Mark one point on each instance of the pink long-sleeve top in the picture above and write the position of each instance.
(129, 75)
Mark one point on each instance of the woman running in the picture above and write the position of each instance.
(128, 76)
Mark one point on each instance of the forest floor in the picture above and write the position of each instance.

------

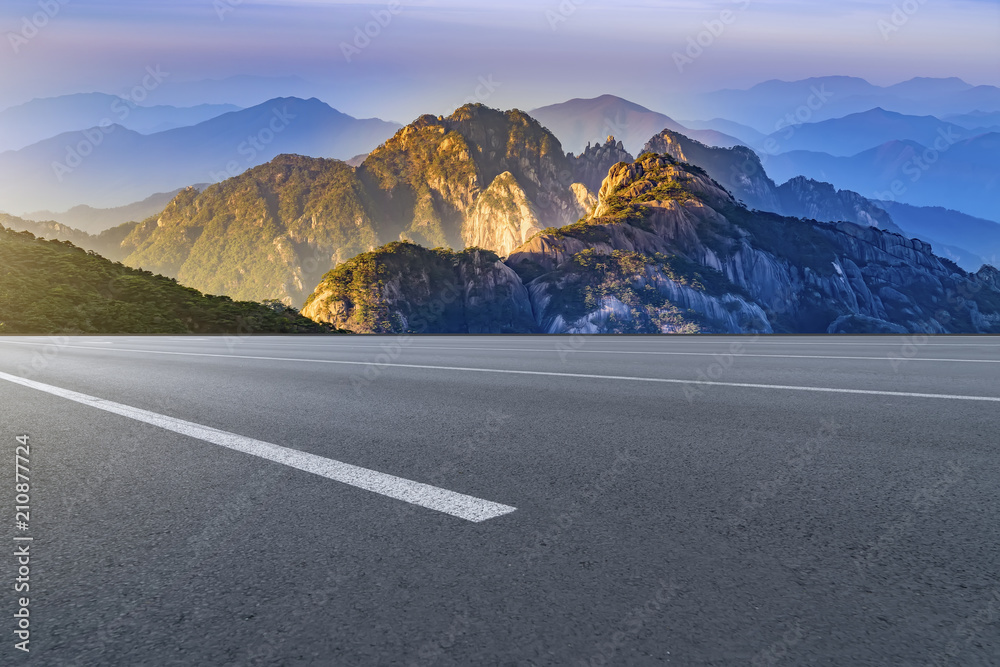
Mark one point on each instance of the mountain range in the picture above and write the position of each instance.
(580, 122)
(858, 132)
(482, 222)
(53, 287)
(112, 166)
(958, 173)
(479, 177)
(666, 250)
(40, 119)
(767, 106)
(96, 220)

------

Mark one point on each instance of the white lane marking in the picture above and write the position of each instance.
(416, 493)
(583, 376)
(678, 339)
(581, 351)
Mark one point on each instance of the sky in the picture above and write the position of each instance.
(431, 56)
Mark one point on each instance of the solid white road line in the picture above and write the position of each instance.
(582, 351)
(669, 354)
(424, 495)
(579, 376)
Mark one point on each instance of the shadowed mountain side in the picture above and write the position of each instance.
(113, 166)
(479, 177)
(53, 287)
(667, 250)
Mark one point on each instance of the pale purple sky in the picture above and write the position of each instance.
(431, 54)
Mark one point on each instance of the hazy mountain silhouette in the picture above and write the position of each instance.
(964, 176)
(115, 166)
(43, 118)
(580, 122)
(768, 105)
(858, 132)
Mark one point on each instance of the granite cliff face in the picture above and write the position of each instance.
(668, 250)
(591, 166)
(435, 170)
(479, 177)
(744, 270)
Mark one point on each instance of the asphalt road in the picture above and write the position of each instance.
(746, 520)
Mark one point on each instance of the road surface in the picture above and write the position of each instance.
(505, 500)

------

Work required: Extract every line from the entries above that contains the string "mountain", keeping each one whole and on its own line. Matching is case-sensitive.

Written answer:
Mark one point on each instance of the mountain range in the picture above and write the position of each instance.
Mark one point on each instance of the shadowed mountain side in the picture above and write the position of each instance.
Mark one point on each instance of the hazy mountain silhouette in the picture above and write the position of each instance.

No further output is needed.